◆ **Article**:
........
Login Sign up

End-to-end notebook life cycle at Astro Data Lab

Robert Nikutta

Audience level:
Intermediate

Brief Summary

Astro Data Lab (DL) is NOIRLab's science platform, providing free access to ~100 TB of astronomical catalogs and over 2 PB of associated images, plus co-located compute. The main access mode is via Jupyter notebooks using IVOA protocols and DL APIs. Our poster shows the life cycle of DL-curated notebooks from development on Github, to deployment, launching at scale, and testing in our environment.

Outline

The Astro Data Lab [1] science platform is developed and operated at NSF's National Optical-Infrared Astronomy Research Laboratory's (NOIRLab) Community Science and Data Center (CSDC). Free and open access to it's enormous volumes of astronomical data is facilitated in several ways: though web and programmatic APIs, through our own set of authentication/query/virtual-storage clients, or through third-party clients aware of IVOA protocols such as e.g. TOPCAT. However, the major mode for our users is through a dedicated Jupyter notebook server, where all necessary DL APIs and packages relevant for astronomy are pre-loaded with the kernel.

To ease the entry barrier and to train our users, the Data Lab team constantly develops and curates a large suite of example notebooks that showcase the capabilities of the science platform. These notebooks range from introductory level, through technical How-To notebooks, to complete end-to-end science examples. The latter typically reproduce a scientific result from the literature, starting with the science question, and going over how to access the required data, carrying out the analysis, and presenting results. Data Lab also encourages its users to contribute interesting science notebooks. We provide a detailed contribution how-to, a notebook template to follow, and offer support in polishing and testing the notebooks.
........
◆ **Problems to work on**:
A: Check each statement against the Astro Data Lab notebook text and answer yes or no, quoting the words that decide it. (i) Data Lab gives free access to roughly 100 TB of catalogs and more than 2 PB of images. (ii) Most users reach Data Lab's data through TOPCAT. (iii) Users are invited to contribute their own science notebooks.
B: Pick up the Astro Data Lab notebook text after its last sentence and keep writing it.
........
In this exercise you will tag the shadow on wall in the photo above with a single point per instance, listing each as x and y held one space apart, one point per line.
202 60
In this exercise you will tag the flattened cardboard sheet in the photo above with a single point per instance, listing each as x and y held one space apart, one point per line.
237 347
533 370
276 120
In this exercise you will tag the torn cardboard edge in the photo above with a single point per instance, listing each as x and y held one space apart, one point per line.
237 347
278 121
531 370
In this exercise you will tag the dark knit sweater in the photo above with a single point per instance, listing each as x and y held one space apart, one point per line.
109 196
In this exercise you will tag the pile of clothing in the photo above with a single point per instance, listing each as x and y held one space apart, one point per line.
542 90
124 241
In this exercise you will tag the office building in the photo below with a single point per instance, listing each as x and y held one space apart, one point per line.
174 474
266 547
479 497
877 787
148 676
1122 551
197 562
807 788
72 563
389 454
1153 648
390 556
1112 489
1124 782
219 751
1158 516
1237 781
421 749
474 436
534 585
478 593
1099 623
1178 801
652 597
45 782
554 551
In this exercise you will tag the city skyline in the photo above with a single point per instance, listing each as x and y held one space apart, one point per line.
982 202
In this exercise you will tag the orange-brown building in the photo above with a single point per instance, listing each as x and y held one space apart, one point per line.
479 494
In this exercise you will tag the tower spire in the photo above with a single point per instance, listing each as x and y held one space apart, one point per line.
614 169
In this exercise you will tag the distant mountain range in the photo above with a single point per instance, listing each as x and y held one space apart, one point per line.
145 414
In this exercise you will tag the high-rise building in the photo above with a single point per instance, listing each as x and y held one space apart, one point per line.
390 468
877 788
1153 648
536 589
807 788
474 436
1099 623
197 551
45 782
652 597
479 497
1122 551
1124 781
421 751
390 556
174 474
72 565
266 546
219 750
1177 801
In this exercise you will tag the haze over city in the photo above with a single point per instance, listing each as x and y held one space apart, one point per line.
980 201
........
◆ **Written answers**:
A:
(i) Yes: "providing free access to ~100 TB of astronomical catalogs and over 2 PB of associated images"
(ii) No: "the major mode for our users is through a dedicated Jupyter notebook server"
(iii) Yes: "Data Lab also encourages its users to contribute interesting science notebooks."

B:
All development is version controlled on Github [2]. The entire notebook suite is provided to all newly registered users in their account space, and a user can obtain a latest copy anytime from a local repository through a dedicated shell function. This local repository must be kept in sync with the Github master branch. In the past it was a manual and time-consuming process, but we have realized that it can be fully automated with webhooks; Github enables this functionality. Now, whenever a PR is merged into master by a Data Lab team member, a webhook is triggered and sends a beacon to a service endpoint on the Data Lab servers. Our service verifies the beacon's authenticity, and performs a pull from Github into the local repository. Since this local cache is read-mounted in every user's notebook space, the newest notebooks are available immediately to all users.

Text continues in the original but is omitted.